## begin DOCUMENT

You might want to take a look at, for example, https://github.com/xmlrunner/unittest-xml-reporting from the Python ecosystem to see how it handles this situation:
import unittest
class TestRepro(unittest.TestCase):
def test_str_compare_null_byte(self):
actual = "q\u0000\u0000\u0002w\u0000"
expected = "q\u0000\u0000\u0002w\u0000\u0000"
self.assertEqual(actual, expected)
if __name__ == '__main__':
unittest.main()
Make sure to pip install unittest-xml-reporting first (I'm using the latest version 3.2.0):
$ python -m xmlrunner --outsuffix '' 2>&1 | cat --show-nonprinting
Running tests...
----------------------------------------------------------------------
F
======================================================================
FAIL [0.001s]: test_str_compare_null_byte (test_repro.TestRepro.test_str_compare_null_byte)
----------------------------------------------------------------------
Traceback (most recent call last):
File "C:\temp\ks-experiments\luaunit-bug\test_repro.py", line 7, in test_str_compare_null_byte
self.assertEqual(actual, expected)
AssertionError: 'q\x00\x00\x02w\x00' != 'q\x00\x00\x02w\x00\x00'
- q^@^@^Bw^@
+ q^@^@^Bw^@^@
? +
----------------------------------------------------------------------
Ran 1 test in 0.000s
FAILED (failures=1)
Generating XML reports...

## end DOCUMENT

### WHAT YOU SHOULD DO
In the excerpt on unittest-xml-reporting, which version of that package does the writer state they are using?

## begin DATASET RECORDS

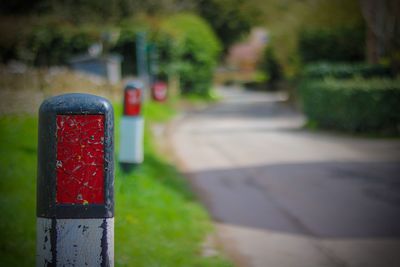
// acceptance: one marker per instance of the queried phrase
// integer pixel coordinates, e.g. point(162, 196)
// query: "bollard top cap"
point(76, 103)
point(75, 140)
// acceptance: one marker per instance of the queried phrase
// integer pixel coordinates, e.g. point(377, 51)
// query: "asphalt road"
point(281, 195)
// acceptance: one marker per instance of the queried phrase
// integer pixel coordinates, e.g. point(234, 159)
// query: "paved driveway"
point(283, 196)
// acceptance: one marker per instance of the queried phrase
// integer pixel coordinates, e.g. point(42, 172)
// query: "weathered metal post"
point(132, 126)
point(75, 184)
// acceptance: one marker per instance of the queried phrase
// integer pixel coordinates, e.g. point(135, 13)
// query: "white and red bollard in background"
point(159, 91)
point(75, 185)
point(132, 126)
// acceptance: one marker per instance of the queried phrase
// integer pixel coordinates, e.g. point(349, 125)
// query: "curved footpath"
point(283, 196)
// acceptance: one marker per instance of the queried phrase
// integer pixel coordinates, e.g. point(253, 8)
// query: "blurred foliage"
point(231, 19)
point(354, 105)
point(344, 70)
point(338, 44)
point(190, 50)
point(284, 19)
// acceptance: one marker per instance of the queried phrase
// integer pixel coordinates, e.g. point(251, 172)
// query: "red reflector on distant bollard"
point(75, 194)
point(132, 127)
point(132, 102)
point(159, 91)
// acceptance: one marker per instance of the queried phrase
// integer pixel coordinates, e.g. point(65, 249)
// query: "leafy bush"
point(192, 52)
point(344, 70)
point(355, 105)
point(336, 44)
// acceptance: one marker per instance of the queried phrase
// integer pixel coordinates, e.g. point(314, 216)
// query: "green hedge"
point(355, 105)
point(189, 48)
point(336, 44)
point(344, 70)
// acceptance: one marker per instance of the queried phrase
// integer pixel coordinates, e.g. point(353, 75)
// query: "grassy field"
point(158, 222)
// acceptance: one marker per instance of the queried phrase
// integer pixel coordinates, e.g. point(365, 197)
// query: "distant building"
point(246, 55)
point(108, 67)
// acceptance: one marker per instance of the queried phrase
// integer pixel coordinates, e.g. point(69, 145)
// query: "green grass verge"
point(157, 220)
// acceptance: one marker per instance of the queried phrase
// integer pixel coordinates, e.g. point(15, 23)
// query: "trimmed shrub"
point(355, 105)
point(54, 44)
point(193, 50)
point(337, 44)
point(344, 70)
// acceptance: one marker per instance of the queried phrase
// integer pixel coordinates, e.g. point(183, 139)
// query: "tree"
point(230, 19)
point(383, 30)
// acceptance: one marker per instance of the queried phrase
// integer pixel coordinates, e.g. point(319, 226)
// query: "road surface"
point(281, 195)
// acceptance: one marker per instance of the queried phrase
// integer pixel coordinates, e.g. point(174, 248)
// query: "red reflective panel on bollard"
point(80, 159)
point(132, 102)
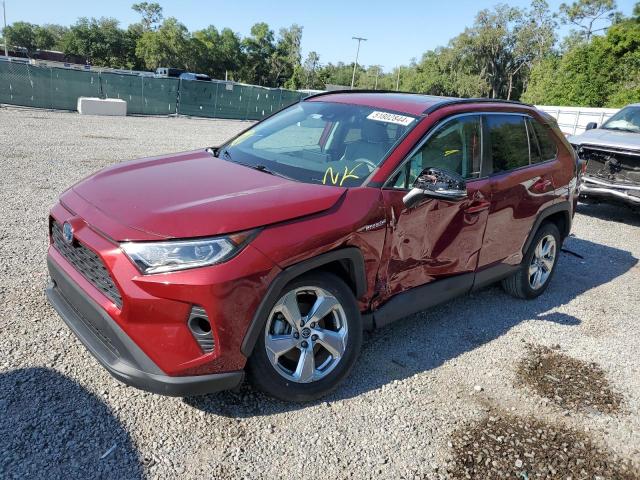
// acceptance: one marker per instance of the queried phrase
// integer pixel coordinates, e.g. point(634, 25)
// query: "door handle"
point(478, 206)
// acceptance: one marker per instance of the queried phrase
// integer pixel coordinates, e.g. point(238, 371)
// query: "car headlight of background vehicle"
point(160, 257)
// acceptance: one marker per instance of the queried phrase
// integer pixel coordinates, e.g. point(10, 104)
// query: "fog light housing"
point(200, 328)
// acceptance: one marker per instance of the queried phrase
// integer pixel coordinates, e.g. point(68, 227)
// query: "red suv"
point(271, 253)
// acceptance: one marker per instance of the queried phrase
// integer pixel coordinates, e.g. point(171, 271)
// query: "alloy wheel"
point(306, 334)
point(542, 262)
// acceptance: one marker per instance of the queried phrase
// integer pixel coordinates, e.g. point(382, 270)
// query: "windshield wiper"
point(259, 167)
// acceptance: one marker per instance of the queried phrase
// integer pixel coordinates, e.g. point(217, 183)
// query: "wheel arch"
point(559, 214)
point(347, 263)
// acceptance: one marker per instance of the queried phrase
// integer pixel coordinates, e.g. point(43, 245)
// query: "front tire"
point(310, 340)
point(538, 265)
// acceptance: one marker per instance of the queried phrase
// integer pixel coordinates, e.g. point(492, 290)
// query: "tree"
point(259, 49)
point(50, 36)
point(206, 50)
point(151, 14)
point(100, 41)
point(310, 68)
point(286, 56)
point(589, 15)
point(22, 34)
point(168, 46)
point(231, 50)
point(602, 72)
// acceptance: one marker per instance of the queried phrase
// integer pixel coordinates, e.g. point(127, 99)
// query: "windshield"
point(627, 119)
point(320, 142)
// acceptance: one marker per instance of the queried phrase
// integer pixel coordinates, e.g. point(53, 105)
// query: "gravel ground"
point(419, 388)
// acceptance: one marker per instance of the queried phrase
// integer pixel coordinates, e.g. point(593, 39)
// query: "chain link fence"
point(59, 88)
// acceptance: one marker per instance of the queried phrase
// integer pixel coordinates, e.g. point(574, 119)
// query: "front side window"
point(626, 120)
point(455, 146)
point(509, 142)
point(321, 142)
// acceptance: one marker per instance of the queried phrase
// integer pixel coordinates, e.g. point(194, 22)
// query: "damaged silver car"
point(612, 156)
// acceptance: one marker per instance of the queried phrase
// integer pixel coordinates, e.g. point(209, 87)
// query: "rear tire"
point(300, 356)
point(538, 265)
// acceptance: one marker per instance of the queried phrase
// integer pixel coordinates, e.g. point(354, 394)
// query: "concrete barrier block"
point(102, 106)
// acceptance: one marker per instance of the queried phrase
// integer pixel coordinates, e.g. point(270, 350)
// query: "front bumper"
point(593, 187)
point(115, 350)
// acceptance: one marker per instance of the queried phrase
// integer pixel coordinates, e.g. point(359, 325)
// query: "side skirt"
point(426, 296)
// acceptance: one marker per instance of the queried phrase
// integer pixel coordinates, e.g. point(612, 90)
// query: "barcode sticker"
point(390, 118)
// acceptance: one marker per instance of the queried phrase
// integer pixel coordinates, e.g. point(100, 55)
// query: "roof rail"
point(457, 101)
point(331, 92)
point(446, 101)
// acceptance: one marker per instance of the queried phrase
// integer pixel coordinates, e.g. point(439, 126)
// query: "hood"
point(190, 194)
point(607, 138)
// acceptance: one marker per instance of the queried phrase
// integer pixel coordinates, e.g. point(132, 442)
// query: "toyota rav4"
point(270, 254)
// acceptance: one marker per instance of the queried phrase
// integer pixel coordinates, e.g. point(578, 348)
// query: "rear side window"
point(509, 142)
point(547, 146)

## end DATASET RECORDS

### OUTPUT OF THE TASK
Version 3.2.0, the latest release at the time.